THE PROBLEM: Output, with no changes, the span of lines that opens with the line containing "Q: Point out each instance of the concrete" and closes with the last line.

[start DATA EXCERPTS]

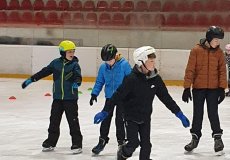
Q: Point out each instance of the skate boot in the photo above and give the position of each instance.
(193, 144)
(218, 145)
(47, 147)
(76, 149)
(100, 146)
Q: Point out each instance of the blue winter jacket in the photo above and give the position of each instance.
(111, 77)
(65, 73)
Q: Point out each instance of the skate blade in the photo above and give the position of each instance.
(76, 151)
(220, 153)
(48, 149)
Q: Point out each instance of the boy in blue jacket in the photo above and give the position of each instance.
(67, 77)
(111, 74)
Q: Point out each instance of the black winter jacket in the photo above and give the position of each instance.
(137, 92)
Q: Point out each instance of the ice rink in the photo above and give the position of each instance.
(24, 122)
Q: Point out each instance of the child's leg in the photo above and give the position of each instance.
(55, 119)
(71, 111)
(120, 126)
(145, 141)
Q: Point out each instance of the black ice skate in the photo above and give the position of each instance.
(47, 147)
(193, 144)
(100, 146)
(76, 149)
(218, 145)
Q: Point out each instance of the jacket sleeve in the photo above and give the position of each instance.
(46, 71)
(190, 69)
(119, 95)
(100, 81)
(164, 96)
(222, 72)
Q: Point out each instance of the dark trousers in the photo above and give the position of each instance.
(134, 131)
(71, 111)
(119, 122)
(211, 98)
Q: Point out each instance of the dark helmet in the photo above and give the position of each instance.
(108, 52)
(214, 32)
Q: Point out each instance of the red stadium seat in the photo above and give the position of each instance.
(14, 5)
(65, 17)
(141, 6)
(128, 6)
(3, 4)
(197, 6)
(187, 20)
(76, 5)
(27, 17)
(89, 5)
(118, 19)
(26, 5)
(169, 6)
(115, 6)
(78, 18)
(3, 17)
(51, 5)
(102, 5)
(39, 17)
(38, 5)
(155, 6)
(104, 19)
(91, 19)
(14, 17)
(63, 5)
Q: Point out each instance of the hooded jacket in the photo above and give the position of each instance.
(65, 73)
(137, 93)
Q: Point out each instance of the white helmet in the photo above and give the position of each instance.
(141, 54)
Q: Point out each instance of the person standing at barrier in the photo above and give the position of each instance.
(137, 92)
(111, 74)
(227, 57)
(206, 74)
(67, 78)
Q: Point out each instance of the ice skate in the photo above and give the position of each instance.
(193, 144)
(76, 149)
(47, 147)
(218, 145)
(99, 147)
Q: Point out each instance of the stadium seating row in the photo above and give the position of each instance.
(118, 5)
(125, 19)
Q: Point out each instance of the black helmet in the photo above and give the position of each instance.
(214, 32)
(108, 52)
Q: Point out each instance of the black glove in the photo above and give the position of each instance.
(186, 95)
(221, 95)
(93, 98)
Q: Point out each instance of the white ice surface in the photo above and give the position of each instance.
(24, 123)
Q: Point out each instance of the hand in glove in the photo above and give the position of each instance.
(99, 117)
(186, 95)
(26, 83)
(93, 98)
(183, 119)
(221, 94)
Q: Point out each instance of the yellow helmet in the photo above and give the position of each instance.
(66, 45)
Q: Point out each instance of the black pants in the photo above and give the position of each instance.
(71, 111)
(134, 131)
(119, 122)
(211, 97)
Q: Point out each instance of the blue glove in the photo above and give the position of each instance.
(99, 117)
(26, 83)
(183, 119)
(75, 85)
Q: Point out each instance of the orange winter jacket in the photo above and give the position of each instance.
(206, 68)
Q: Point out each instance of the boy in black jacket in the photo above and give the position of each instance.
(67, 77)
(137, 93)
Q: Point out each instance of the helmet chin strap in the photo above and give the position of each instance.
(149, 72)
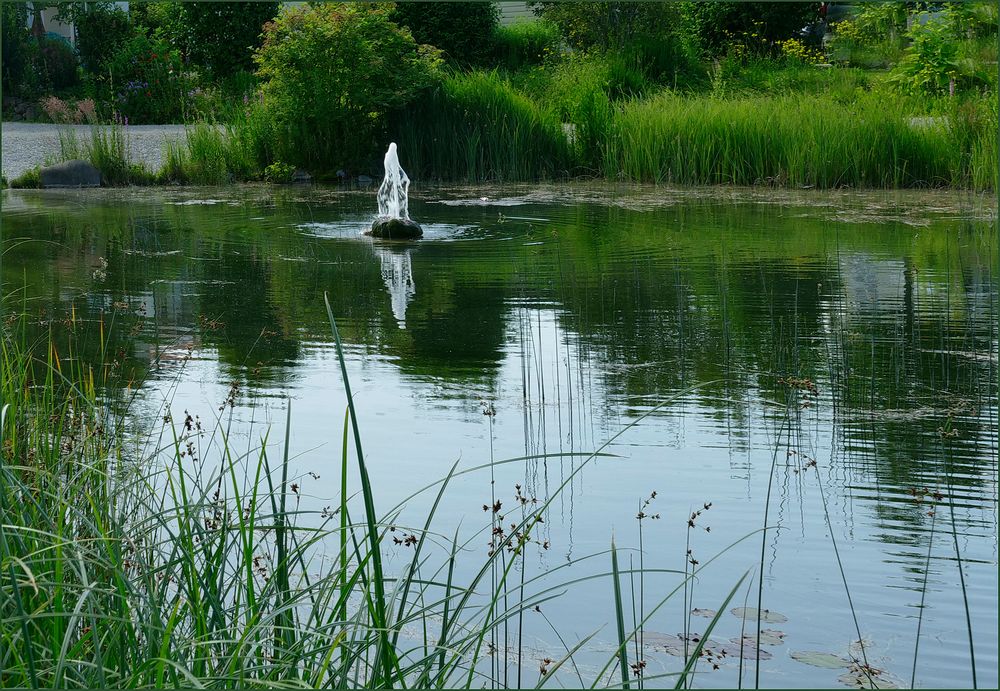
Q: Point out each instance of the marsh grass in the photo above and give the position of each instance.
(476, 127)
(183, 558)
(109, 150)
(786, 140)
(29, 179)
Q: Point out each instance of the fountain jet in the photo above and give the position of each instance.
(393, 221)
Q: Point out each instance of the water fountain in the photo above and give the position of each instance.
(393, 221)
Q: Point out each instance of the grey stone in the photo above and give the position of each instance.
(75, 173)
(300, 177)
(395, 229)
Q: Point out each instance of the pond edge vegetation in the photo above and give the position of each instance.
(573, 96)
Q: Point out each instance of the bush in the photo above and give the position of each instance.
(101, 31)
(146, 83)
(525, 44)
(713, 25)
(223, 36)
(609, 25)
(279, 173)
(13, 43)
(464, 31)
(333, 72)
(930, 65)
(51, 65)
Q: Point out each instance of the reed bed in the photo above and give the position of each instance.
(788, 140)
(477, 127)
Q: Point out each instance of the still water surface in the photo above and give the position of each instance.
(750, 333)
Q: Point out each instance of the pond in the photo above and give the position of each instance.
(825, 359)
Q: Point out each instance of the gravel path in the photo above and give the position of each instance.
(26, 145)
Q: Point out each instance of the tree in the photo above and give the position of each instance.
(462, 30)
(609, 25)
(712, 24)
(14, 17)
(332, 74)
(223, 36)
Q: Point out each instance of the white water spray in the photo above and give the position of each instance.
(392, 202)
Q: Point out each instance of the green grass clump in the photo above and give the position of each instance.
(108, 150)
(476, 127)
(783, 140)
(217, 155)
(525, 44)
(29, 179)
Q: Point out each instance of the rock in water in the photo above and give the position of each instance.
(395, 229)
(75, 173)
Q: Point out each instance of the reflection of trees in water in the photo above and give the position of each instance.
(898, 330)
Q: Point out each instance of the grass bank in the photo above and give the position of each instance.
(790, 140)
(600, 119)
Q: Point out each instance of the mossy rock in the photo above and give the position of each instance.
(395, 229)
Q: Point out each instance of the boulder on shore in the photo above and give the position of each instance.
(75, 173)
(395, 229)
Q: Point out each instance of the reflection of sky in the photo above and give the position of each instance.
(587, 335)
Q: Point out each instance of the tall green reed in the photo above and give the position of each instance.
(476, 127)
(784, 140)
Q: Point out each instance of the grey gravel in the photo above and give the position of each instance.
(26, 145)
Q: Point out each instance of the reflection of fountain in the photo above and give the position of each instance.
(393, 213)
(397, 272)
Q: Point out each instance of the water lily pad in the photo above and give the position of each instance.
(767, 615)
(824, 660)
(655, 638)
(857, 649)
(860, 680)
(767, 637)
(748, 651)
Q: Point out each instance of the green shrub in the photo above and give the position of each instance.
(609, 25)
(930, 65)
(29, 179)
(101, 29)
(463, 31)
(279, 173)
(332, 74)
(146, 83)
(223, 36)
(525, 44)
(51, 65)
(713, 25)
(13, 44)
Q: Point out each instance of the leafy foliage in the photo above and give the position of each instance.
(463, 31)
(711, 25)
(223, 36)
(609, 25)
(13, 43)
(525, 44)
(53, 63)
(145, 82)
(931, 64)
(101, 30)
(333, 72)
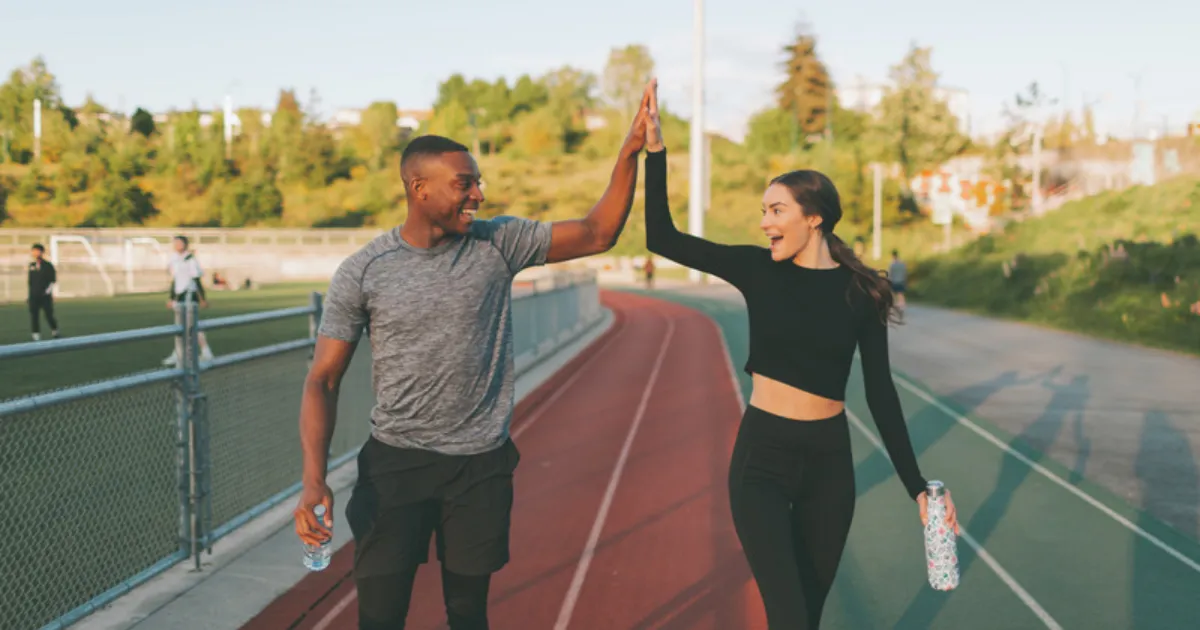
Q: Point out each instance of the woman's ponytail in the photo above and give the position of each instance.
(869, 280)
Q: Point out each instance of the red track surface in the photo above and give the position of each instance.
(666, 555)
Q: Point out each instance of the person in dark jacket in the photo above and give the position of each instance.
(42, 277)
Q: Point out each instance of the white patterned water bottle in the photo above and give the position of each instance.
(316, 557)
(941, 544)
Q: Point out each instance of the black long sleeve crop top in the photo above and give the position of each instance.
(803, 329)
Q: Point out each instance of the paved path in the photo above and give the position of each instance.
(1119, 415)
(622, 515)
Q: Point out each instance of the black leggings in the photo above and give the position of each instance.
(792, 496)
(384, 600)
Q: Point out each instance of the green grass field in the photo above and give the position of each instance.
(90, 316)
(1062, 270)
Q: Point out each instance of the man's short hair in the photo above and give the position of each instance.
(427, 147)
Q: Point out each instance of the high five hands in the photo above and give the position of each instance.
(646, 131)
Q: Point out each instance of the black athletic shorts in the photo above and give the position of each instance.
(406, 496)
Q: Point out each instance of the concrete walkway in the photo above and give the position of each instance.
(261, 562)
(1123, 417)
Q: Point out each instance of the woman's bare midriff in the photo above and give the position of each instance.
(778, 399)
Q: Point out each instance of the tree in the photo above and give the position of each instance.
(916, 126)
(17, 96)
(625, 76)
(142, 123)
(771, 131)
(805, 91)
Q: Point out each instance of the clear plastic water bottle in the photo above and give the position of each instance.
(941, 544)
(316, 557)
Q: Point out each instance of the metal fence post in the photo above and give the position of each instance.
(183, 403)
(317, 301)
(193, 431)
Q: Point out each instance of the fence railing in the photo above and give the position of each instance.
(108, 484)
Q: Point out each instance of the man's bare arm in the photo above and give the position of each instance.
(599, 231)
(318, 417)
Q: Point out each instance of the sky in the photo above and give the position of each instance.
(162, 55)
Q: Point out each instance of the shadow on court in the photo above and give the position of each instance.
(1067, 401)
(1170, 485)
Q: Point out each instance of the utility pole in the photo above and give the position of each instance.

[end DATA EXCERPTS]

RESULT BELOW:
Q: Point out each instance of the concrete walkway in the photo above and give the position of each instance.
(261, 562)
(1123, 417)
Q: Point out each instance of the woman's bare midriff in the photo above and give the position of each instance.
(778, 399)
Q: Point out each instance of the tree in the photo above and give the position of each instance.
(916, 126)
(17, 96)
(625, 76)
(142, 123)
(771, 131)
(805, 91)
Q: Point out each instance of the clear plastic water bottle in the photo above and give the position of each instance.
(941, 544)
(316, 557)
Q: Point out each instance of the metal fence post in the photo above and give the position of each instance.
(183, 403)
(317, 301)
(193, 431)
Q: Point out each instance of the fence railing in the photo above and give the position of each instance.
(108, 484)
Q: Point out each instance of the man's bare arm in the photo above and give the position of each instance.
(599, 231)
(318, 417)
Q: Point out each instance of the sky in the photo above and give the position of each instance.
(162, 55)
Q: Point out each instance of the shadow on court in the photo above and give the position of each instance.
(1067, 401)
(1170, 485)
Q: Point out each instance of the utility pole in the photo above and give the position of each instance.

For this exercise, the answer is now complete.